Your task is to output every record exactly as it is given.
+ + +
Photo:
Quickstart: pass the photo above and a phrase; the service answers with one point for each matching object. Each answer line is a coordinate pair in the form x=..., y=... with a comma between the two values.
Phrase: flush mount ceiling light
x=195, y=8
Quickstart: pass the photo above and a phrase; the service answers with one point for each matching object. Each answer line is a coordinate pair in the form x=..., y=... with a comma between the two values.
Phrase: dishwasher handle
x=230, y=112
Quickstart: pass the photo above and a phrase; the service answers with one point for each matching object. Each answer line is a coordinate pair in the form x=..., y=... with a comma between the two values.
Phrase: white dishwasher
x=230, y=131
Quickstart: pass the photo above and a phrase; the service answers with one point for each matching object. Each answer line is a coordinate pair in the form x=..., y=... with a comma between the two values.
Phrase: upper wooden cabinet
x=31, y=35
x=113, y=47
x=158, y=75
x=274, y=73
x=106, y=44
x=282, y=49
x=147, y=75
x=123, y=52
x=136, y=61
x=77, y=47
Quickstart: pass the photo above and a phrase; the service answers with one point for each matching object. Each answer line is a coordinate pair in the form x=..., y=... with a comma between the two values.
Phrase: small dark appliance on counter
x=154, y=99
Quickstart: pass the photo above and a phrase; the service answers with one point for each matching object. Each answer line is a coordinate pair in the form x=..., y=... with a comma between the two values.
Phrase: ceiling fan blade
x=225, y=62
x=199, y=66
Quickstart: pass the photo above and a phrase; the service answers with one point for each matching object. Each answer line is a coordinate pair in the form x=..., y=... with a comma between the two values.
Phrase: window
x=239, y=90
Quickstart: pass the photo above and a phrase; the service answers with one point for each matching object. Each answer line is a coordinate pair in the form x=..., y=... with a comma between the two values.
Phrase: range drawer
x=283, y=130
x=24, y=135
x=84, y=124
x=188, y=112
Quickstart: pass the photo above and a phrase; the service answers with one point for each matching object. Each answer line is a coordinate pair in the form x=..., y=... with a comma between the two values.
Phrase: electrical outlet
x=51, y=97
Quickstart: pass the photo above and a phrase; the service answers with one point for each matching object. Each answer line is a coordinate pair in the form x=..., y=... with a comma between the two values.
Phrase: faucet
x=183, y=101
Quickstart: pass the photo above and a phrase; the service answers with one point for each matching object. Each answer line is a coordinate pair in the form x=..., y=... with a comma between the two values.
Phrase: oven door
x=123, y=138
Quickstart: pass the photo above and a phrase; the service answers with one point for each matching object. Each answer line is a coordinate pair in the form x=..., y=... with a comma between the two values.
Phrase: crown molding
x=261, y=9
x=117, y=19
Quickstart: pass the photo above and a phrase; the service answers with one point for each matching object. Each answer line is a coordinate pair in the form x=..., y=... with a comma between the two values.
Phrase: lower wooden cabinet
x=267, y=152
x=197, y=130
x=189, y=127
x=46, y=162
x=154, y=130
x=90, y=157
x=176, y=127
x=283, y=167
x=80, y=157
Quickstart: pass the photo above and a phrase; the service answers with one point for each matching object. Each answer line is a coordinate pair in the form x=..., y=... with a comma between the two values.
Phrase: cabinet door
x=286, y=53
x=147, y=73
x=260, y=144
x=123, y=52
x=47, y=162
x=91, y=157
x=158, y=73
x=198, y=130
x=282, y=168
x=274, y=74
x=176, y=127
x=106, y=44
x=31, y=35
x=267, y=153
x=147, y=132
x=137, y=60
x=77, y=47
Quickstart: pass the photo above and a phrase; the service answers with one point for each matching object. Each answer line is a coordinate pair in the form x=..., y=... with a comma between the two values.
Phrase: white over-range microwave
+ + +
Written answer:
Photo:
Quickstart: pass the photo above and a phrase; the service answers with one point for each matching object. Each answer line is a coordinate pair in the form x=..., y=... with a comma between the two values.
Phrase: flush mount ceiling light
x=195, y=8
Quickstart: pass the photo above and a phrase; the service answers with one point for each matching object. Each answer line is a coordinate pair in the form x=..., y=... with a comma between the two values.
Phrase: dishwasher handle
x=230, y=112
Quickstart: pass the photo above and a phrase; the service answers with one point for each matching object. Each answer line is a coordinate pair in the form x=..., y=... with a comma between the two values.
Phrase: white dishwasher
x=230, y=131
Quickstart: pass the photo above and a phrase; the service answers with one point for each matching object. Each answer line is a coordinate pair in the form x=..., y=... with a comma between the two values.
Phrase: upper wooden cabinet
x=31, y=35
x=113, y=47
x=158, y=75
x=274, y=73
x=106, y=44
x=282, y=49
x=147, y=75
x=123, y=52
x=136, y=61
x=77, y=47
Quickstart: pass the photo above and a phrase; the service answers with one point for each matching object. Each answer line is a coordinate pair in the form x=..., y=... with a comma between the two values.
Phrase: small dark appliance on counter
x=154, y=99
Quickstart: pass the photo above and a phrase; the service answers with one point for each matching object. Each answer line is a coordinate pair in the form x=..., y=... with a comma between the two values.
Phrase: ceiling fan blade
x=225, y=62
x=199, y=66
Quickstart: pass the photo above and a phrase; the service answers with one point for each matching object. Each answer line is a coordinate pair in the form x=..., y=... with a comma between the two values.
Phrase: window
x=239, y=90
Quickstart: pass the photo above and a phrase; the service answers with one point for each matching object. Each answer line is a coordinate pair in the form x=..., y=... with a comma between the two values.
Phrase: range drawer
x=283, y=130
x=24, y=135
x=84, y=124
x=188, y=112
Quickstart: pass the photo above and a phrase; the service answers with one point for each matching object. Each answer line is a coordinate pair in the form x=..., y=... with a comma between the two values.
Phrase: electrical outlet
x=51, y=97
Quickstart: pass the photo above and a phrase; the service answers with one point for each matching object. Each answer line is a coordinate pair in the form x=..., y=... with a comma between the two values.
Phrase: faucet
x=183, y=101
Quickstart: pass the photo above and a phrase; the service answers with one point for each matching object. Each answer line is a coordinate pair in the form x=..., y=... with a comma between the two values.
Phrase: oven door
x=123, y=138
Quickstart: pass the photo above and a phrase; the service answers with one point for each matching object. Each answer line is a coordinate pair in the form x=..., y=... with a comma between the two values.
Phrase: crown molding
x=261, y=9
x=117, y=19
Quickstart: pass the photo above and a phrase; the service answers with one point for each matching object. Each answer line is a coordinate pair in the form x=..., y=... with a comma between the two values.
Phrase: lower wooden cabinet
x=267, y=152
x=197, y=130
x=189, y=127
x=46, y=162
x=154, y=130
x=90, y=157
x=176, y=127
x=283, y=167
x=80, y=157
Quickstart: pass the photo above and a phrase; the service answers with one point for each matching object. Each answer line is a coordinate pair in the form x=..., y=... with a comma between the two values.
Phrase: cabinet door
x=286, y=53
x=147, y=73
x=260, y=144
x=123, y=52
x=47, y=162
x=91, y=157
x=158, y=73
x=198, y=130
x=282, y=168
x=274, y=74
x=176, y=127
x=106, y=44
x=31, y=35
x=267, y=153
x=147, y=132
x=137, y=60
x=77, y=47
Quickstart: pass the photo above and a phrase; the service answers with one point for each matching object. Each answer line is a coordinate pair in the form x=..., y=... with a comma between the two values.
Phrase: white over-range microwave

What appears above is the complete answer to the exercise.